Requirements: Retype exactly the lines that run from the line with "Thank you for the photograph. Please indicate the man wearing" to the final line of the entries, keeping both ends and nothing else.
--- begin Exercise inputs ---
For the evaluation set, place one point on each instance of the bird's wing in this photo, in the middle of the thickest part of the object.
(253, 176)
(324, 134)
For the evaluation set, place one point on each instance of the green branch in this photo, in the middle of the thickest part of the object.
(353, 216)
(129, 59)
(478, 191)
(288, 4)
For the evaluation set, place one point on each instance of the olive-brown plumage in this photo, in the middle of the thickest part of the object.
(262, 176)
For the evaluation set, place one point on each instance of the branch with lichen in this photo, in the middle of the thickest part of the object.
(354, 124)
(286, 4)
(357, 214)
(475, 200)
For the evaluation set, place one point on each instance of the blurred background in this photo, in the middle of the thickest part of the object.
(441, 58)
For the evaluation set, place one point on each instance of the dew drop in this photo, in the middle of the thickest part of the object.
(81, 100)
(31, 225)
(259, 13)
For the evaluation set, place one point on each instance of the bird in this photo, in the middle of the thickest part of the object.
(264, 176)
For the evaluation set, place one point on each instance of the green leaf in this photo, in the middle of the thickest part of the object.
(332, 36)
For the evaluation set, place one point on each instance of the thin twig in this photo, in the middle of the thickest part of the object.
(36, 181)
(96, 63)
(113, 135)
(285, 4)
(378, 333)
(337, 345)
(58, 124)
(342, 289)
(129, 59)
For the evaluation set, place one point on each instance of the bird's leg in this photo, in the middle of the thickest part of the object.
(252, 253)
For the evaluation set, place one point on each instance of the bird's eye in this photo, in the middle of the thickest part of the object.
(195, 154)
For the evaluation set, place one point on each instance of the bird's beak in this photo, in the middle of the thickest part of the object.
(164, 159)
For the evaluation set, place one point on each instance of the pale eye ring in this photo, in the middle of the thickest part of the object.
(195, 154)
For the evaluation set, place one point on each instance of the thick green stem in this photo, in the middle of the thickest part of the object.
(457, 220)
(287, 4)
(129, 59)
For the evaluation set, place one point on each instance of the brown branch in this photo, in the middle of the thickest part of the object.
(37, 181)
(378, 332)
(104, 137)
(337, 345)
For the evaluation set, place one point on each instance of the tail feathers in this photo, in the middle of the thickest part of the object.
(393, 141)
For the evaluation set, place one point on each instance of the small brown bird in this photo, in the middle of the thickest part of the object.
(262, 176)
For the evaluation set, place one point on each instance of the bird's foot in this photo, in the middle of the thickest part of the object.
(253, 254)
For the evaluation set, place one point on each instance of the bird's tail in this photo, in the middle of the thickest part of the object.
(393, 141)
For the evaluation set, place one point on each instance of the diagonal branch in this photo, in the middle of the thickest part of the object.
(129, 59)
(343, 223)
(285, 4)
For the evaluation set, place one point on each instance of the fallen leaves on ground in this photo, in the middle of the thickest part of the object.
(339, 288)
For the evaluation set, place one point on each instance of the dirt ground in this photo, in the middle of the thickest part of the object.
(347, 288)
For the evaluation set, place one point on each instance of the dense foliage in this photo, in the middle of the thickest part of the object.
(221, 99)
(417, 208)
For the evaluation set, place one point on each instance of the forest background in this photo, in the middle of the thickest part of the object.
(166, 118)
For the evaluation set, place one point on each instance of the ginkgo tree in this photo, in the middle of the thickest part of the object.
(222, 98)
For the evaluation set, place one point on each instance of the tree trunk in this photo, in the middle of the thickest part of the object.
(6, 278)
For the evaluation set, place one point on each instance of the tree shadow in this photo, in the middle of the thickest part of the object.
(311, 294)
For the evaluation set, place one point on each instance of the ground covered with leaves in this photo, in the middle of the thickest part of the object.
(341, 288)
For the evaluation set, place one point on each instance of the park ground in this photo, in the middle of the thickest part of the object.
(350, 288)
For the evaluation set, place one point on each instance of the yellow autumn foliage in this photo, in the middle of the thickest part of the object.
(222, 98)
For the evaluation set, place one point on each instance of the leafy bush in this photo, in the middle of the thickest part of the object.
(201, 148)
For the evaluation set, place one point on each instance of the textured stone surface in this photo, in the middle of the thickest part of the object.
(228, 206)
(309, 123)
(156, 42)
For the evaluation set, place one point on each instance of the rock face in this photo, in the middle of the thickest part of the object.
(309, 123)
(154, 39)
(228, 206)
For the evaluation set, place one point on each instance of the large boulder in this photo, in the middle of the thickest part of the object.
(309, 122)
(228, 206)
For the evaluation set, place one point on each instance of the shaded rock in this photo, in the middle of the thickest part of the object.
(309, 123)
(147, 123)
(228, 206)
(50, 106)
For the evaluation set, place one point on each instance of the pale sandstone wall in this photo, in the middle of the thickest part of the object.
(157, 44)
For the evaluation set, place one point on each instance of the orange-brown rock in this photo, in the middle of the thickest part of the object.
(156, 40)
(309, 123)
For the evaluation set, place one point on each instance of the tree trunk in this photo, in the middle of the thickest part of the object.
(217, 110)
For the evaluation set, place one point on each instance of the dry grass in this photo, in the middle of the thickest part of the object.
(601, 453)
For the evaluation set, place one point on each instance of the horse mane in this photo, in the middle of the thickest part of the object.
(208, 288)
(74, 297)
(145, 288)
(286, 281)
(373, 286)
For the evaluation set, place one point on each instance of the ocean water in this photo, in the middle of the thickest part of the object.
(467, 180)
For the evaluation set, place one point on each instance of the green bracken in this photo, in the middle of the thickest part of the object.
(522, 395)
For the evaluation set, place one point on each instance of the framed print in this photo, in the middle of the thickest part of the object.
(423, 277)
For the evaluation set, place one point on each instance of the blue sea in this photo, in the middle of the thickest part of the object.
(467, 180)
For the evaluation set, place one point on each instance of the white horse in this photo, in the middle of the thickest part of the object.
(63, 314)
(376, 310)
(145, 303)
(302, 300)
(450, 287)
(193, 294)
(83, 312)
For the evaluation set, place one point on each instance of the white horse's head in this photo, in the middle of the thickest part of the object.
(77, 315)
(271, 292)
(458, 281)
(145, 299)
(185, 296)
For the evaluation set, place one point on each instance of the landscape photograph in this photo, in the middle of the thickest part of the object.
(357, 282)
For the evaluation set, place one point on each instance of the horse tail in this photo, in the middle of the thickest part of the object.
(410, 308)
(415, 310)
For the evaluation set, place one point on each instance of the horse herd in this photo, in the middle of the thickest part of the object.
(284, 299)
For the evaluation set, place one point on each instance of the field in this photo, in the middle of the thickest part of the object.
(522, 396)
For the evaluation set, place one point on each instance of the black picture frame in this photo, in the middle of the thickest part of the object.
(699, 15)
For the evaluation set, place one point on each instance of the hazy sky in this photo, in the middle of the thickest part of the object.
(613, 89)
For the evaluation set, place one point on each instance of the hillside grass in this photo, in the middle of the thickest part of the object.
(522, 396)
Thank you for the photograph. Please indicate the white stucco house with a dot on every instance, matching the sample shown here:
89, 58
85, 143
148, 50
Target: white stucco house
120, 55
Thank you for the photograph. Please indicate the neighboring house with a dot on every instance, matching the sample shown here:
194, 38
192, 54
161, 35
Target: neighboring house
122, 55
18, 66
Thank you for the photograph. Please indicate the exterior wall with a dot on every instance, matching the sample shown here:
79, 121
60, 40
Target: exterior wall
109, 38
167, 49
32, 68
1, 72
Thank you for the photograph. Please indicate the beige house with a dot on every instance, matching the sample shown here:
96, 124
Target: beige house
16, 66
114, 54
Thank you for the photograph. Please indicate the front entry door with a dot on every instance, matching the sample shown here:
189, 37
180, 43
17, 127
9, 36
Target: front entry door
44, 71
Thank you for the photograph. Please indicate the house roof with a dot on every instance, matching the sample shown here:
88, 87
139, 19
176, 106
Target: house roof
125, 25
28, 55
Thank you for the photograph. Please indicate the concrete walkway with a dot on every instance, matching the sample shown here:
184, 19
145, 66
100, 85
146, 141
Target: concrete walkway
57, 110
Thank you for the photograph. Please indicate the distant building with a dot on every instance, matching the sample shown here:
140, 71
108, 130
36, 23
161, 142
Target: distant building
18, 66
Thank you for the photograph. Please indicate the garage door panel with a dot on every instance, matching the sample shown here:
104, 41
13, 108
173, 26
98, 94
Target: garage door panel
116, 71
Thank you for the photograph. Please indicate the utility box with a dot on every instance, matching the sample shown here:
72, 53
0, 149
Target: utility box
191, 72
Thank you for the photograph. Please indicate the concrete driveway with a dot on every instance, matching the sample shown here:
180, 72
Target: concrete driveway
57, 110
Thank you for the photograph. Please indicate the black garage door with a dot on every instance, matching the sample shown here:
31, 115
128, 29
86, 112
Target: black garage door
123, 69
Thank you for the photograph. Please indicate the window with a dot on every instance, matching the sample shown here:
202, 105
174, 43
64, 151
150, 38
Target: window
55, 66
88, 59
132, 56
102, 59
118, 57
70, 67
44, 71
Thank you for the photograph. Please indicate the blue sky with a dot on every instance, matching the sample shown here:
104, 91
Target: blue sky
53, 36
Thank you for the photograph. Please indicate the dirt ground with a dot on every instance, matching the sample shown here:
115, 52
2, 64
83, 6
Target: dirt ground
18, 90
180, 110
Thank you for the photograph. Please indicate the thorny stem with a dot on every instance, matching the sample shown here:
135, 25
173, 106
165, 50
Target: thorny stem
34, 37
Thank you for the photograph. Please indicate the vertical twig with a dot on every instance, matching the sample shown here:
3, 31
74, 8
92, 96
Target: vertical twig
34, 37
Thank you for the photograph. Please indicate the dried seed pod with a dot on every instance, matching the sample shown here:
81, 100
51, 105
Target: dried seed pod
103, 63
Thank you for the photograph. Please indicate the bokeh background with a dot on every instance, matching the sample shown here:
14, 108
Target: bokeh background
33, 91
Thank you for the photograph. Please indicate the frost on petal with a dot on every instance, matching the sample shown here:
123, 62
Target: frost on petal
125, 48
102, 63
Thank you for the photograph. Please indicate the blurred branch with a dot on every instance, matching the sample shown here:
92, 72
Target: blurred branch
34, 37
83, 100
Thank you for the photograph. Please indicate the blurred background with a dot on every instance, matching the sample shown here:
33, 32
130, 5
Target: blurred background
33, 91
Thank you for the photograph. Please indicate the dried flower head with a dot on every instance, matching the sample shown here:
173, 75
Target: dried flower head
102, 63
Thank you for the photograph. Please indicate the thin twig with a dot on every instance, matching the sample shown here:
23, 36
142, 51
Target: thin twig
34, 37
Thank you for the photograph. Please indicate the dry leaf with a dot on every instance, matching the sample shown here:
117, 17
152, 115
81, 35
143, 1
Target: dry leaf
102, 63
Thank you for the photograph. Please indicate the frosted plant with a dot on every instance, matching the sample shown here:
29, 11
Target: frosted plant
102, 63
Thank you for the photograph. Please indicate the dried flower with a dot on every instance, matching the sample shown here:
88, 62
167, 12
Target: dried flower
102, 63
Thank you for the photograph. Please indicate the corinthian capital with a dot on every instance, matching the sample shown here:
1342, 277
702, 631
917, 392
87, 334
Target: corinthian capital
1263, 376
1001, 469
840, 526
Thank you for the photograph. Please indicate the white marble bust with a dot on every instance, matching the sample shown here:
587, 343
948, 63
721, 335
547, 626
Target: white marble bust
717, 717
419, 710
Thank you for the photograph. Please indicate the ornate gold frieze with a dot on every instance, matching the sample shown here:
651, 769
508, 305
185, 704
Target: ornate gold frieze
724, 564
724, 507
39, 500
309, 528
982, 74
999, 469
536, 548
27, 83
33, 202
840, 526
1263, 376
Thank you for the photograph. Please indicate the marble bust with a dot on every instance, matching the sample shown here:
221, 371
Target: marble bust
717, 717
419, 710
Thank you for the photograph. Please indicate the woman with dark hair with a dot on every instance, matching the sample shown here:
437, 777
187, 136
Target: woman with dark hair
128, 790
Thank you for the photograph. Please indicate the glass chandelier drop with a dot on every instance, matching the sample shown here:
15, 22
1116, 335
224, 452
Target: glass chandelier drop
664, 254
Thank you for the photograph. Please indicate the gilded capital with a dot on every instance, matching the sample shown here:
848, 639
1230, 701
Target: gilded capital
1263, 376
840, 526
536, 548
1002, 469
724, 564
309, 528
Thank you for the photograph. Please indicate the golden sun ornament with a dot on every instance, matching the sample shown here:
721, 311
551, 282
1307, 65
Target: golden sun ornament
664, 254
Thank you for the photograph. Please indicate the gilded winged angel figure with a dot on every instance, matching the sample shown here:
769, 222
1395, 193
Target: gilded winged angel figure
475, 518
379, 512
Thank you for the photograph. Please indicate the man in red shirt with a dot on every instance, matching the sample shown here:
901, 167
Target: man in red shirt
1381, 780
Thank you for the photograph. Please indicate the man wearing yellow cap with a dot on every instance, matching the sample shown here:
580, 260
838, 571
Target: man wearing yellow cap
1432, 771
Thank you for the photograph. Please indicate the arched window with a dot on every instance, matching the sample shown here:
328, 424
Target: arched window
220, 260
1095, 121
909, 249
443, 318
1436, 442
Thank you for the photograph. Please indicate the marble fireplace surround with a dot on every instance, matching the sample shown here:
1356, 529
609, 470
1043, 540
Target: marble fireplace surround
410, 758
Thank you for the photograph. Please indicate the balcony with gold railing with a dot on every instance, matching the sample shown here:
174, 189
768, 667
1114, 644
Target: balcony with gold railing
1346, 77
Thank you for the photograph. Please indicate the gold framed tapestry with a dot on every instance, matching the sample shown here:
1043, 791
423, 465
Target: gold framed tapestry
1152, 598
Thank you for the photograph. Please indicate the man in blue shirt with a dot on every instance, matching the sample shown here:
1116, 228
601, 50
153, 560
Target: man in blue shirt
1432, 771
--- end Exercise inputs ---
Written solution:
Thank you for the photograph. Please indicate the man wearing yellow cap with a dot on every instance, matching the sample shown here:
580, 260
838, 571
Target: man wearing yellow cap
1432, 771
Thank you for the photograph. Please indicate the arched window with a dot on every instance, matching the sample shown here:
328, 424
Target: arched window
220, 260
1095, 121
909, 249
443, 318
1436, 442
Thank you for the photograph. Please indicate the marble fireplace surround with a dot on every instance, matching the sample shown here:
1356, 529
609, 470
1043, 540
Target: marble fireplace surround
410, 758
Thank you for the photograph. Please indicate the balcony with gold railing with a dot on every instance, matching the sample shown here:
174, 189
768, 667
1114, 644
Target: balcony with gold railing
1346, 77
Thank you for the photograph. Please indicate the gold framed tapestry with a dot on every instance, matching the sample shown here:
1043, 791
423, 465
Target: gold framed tapestry
1152, 598
Thank you for the photograph. Please indicate the man in blue shirt with a dot on every instance, matching the sample shown here:
1116, 228
601, 50
153, 560
Target: man in blue shirt
1432, 771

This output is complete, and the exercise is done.